§ WHAT YOU ARE ASKED TO DO
Word for word, return each entry that follows, with every image removed.

(Stored data entries)
::::::::::

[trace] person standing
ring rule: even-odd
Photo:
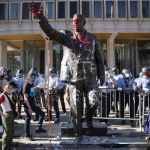
[[[12,93],[15,90],[15,83],[10,81],[4,87],[4,92],[0,95],[0,115],[4,128],[2,137],[2,150],[11,150],[14,133],[14,115],[12,110]]]
[[[144,66],[142,68],[142,77],[137,83],[137,88],[140,94],[143,95],[144,101],[144,109],[146,107],[150,107],[150,67]]]
[[[52,106],[55,111],[55,121],[54,123],[59,122],[60,112],[58,107],[58,77],[56,68],[50,68],[50,77],[49,77],[49,87],[48,87],[48,96],[47,96],[47,120],[52,120]],[[48,99],[49,98],[49,99]]]
[[[121,118],[125,117],[125,108],[128,104],[129,106],[129,114],[130,114],[130,125],[131,127],[135,127],[135,104],[133,97],[133,85],[135,84],[134,78],[128,69],[124,69],[123,71],[123,80],[124,80],[124,99],[120,101],[120,114]],[[132,120],[133,119],[133,120]],[[122,120],[122,124],[125,124],[125,120]]]
[[[60,78],[58,77],[58,96],[59,96],[62,111],[64,114],[66,114],[66,106],[65,106],[65,101],[64,101],[65,89],[66,89],[65,83],[62,82]]]
[[[16,77],[13,78],[13,81],[17,85],[17,97],[18,97],[18,116],[17,118],[22,118],[21,116],[21,107],[24,102],[24,97],[23,97],[23,85],[24,85],[24,71],[23,69],[18,69],[16,73]]]
[[[60,79],[69,87],[71,114],[77,135],[82,135],[82,115],[84,97],[86,102],[86,124],[93,128],[93,116],[98,107],[98,87],[96,77],[103,84],[105,80],[104,62],[99,40],[84,28],[86,20],[81,14],[73,16],[73,31],[56,31],[43,15],[43,9],[34,2],[29,10],[40,21],[40,27],[51,40],[63,45],[63,59]]]
[[[44,120],[45,113],[40,109],[40,107],[35,102],[35,88],[34,88],[34,80],[35,74],[29,73],[27,75],[27,82],[23,88],[24,94],[24,110],[25,110],[25,137],[32,141],[33,138],[30,133],[30,120],[32,112],[35,112],[39,116],[38,127],[36,128],[36,133],[43,133],[46,130],[42,129],[42,124]]]
[[[5,67],[0,67],[0,94],[4,91],[4,87],[8,83],[6,80],[7,69]],[[0,133],[3,133],[2,119],[0,116]]]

::::::::::

§ TASK OUTPUT
[trace] person standing
ring rule: even-odd
Photo:
[[[12,93],[15,90],[15,83],[10,81],[4,87],[4,92],[0,95],[0,115],[4,128],[2,137],[2,150],[11,150],[14,133],[14,115],[12,110]]]
[[[144,66],[142,68],[142,77],[137,83],[137,88],[140,94],[143,95],[144,101],[144,109],[146,107],[150,107],[150,67]]]
[[[52,106],[55,111],[55,121],[54,123],[59,122],[60,112],[58,107],[58,77],[56,68],[50,68],[50,77],[49,77],[49,87],[48,87],[48,96],[47,96],[47,120],[52,120]],[[48,99],[49,98],[49,99]]]
[[[121,118],[125,117],[125,108],[128,104],[129,106],[129,114],[130,114],[130,125],[131,127],[135,127],[135,104],[133,97],[133,85],[135,84],[134,78],[128,69],[124,69],[123,71],[123,80],[124,80],[124,99],[120,101],[120,114]],[[132,120],[133,119],[133,120]],[[122,120],[122,124],[125,124],[125,120]]]
[[[60,78],[58,77],[58,96],[59,96],[62,111],[64,114],[66,114],[66,106],[65,106],[65,101],[64,101],[65,89],[66,89],[65,83],[62,82]]]
[[[16,77],[13,78],[13,81],[17,85],[17,97],[18,97],[18,116],[17,118],[22,118],[21,116],[21,107],[24,102],[24,97],[23,97],[23,85],[24,85],[24,71],[23,69],[18,69],[16,73]]]
[[[60,79],[69,87],[71,114],[77,135],[82,135],[82,115],[84,97],[86,102],[86,124],[93,128],[93,116],[98,107],[98,87],[96,77],[103,84],[105,80],[104,62],[99,40],[84,28],[86,20],[81,14],[73,16],[73,31],[56,31],[43,15],[43,9],[34,2],[29,10],[40,21],[40,27],[51,40],[63,45],[63,59]]]
[[[44,120],[45,113],[40,109],[40,107],[35,102],[35,88],[34,88],[34,80],[35,74],[29,73],[27,75],[27,82],[23,88],[24,94],[24,110],[25,110],[25,137],[32,141],[33,138],[30,133],[30,120],[32,112],[35,112],[39,116],[38,127],[36,128],[36,133],[43,133],[46,130],[42,129],[42,124]]]
[[[5,67],[0,67],[0,94],[4,91],[4,87],[8,83],[6,80],[7,69]],[[0,133],[3,133],[2,119],[0,116]]]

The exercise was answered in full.